YOUR OBJECTIVE:
Swap "Find" for "Locate" throughout the records below, keeping every other character unchanged.

INPUT DATA:
━━━
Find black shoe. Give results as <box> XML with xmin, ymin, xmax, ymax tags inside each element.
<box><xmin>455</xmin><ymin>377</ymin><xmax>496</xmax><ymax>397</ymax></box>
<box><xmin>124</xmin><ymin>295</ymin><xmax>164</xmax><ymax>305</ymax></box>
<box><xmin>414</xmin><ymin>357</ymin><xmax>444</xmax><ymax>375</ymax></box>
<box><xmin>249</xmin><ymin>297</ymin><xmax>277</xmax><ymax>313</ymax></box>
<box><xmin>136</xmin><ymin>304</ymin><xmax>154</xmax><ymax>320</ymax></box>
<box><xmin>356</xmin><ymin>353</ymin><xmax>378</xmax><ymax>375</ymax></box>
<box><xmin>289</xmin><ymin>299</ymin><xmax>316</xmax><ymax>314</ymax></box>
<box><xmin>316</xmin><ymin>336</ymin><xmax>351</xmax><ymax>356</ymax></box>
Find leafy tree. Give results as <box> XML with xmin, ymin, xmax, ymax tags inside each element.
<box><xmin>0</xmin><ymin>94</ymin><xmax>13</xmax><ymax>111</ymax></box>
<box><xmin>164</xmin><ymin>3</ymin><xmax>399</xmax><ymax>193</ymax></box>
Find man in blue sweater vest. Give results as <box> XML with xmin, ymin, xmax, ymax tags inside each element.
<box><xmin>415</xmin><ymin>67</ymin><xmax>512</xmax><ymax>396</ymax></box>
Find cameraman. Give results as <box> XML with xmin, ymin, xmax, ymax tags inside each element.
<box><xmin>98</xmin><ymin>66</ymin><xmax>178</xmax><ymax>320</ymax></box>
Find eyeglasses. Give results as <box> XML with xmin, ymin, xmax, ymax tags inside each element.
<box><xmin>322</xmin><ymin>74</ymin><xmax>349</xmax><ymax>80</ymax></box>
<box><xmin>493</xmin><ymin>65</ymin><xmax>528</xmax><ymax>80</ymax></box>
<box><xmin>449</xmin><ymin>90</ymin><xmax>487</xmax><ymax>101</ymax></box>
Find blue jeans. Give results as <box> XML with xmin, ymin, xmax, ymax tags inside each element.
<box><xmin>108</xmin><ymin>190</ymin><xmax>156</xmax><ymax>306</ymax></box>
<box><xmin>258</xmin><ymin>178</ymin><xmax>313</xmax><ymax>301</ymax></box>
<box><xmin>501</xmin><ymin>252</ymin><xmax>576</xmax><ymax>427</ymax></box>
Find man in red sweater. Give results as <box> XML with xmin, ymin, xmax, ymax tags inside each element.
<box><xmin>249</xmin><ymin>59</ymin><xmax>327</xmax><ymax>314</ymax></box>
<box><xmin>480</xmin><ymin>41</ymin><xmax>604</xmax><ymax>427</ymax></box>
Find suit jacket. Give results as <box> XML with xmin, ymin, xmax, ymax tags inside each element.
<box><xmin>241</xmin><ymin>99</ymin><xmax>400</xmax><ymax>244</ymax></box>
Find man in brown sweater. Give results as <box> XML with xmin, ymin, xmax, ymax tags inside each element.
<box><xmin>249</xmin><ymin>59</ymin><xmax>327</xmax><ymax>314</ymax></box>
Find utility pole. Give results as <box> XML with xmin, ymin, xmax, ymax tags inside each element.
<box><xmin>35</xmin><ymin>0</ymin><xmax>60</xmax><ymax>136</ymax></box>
━━━
TASK RESULT:
Locate black shoe. Give results as <box> XML with xmin, ymin, xmax, ymax tags inside each element.
<box><xmin>455</xmin><ymin>377</ymin><xmax>496</xmax><ymax>397</ymax></box>
<box><xmin>124</xmin><ymin>295</ymin><xmax>164</xmax><ymax>305</ymax></box>
<box><xmin>414</xmin><ymin>357</ymin><xmax>444</xmax><ymax>375</ymax></box>
<box><xmin>249</xmin><ymin>297</ymin><xmax>277</xmax><ymax>313</ymax></box>
<box><xmin>136</xmin><ymin>304</ymin><xmax>154</xmax><ymax>320</ymax></box>
<box><xmin>356</xmin><ymin>353</ymin><xmax>378</xmax><ymax>375</ymax></box>
<box><xmin>289</xmin><ymin>299</ymin><xmax>316</xmax><ymax>314</ymax></box>
<box><xmin>316</xmin><ymin>336</ymin><xmax>351</xmax><ymax>356</ymax></box>
Locate leafy tree. Give results as <box> XML with xmin, ymin, xmax, ymax tags inside each element.
<box><xmin>0</xmin><ymin>94</ymin><xmax>13</xmax><ymax>111</ymax></box>
<box><xmin>164</xmin><ymin>3</ymin><xmax>399</xmax><ymax>193</ymax></box>
Locate man in blue sweater vest. Give results as <box> XML with xmin, ymin, xmax, ymax tags inside each element.
<box><xmin>415</xmin><ymin>67</ymin><xmax>512</xmax><ymax>396</ymax></box>
Locate cameraman. Give results as <box> XML with xmin, ymin, xmax, ymax tags inside each element.
<box><xmin>98</xmin><ymin>66</ymin><xmax>178</xmax><ymax>320</ymax></box>
Locate eyeglasses. Give results as <box> XML with xmin, ymin, xmax, ymax tags inside each element.
<box><xmin>322</xmin><ymin>74</ymin><xmax>349</xmax><ymax>80</ymax></box>
<box><xmin>493</xmin><ymin>65</ymin><xmax>528</xmax><ymax>80</ymax></box>
<box><xmin>449</xmin><ymin>90</ymin><xmax>487</xmax><ymax>101</ymax></box>
Locate blue jeans. Give results as <box> XML with xmin, ymin, xmax, ymax tags inside each element.
<box><xmin>108</xmin><ymin>190</ymin><xmax>156</xmax><ymax>306</ymax></box>
<box><xmin>258</xmin><ymin>178</ymin><xmax>313</xmax><ymax>301</ymax></box>
<box><xmin>501</xmin><ymin>252</ymin><xmax>576</xmax><ymax>427</ymax></box>
Locate man in red sweater. Give results as <box> XML with xmin, ymin, xmax, ymax tags inside each element.
<box><xmin>249</xmin><ymin>59</ymin><xmax>327</xmax><ymax>314</ymax></box>
<box><xmin>480</xmin><ymin>41</ymin><xmax>604</xmax><ymax>427</ymax></box>
Locate suit jacket. Give results as <box> XML with xmin, ymin, xmax, ymax tags inside each element.
<box><xmin>241</xmin><ymin>99</ymin><xmax>400</xmax><ymax>244</ymax></box>
Locate man in brown sweater. Give results as <box> XML with xmin, ymin, xmax, ymax tags inside each element.
<box><xmin>249</xmin><ymin>59</ymin><xmax>327</xmax><ymax>314</ymax></box>
Locate utility pole. Give results as <box> XML with xmin, ymin, xmax, ymax tags inside each element.
<box><xmin>35</xmin><ymin>0</ymin><xmax>60</xmax><ymax>136</ymax></box>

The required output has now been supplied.